-------- Material --------

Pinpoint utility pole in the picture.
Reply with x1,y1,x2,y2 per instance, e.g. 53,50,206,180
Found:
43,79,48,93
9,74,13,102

--------

- **Instrucción dada**:
Extrae y copia cada línea de los registros que contenga la palabra "Reply". Se distinguen mayúsculas y minúsculas.

- **Tarea resuelta**:
Reply with x1,y1,x2,y2 per instance, e.g. 53,50,206,180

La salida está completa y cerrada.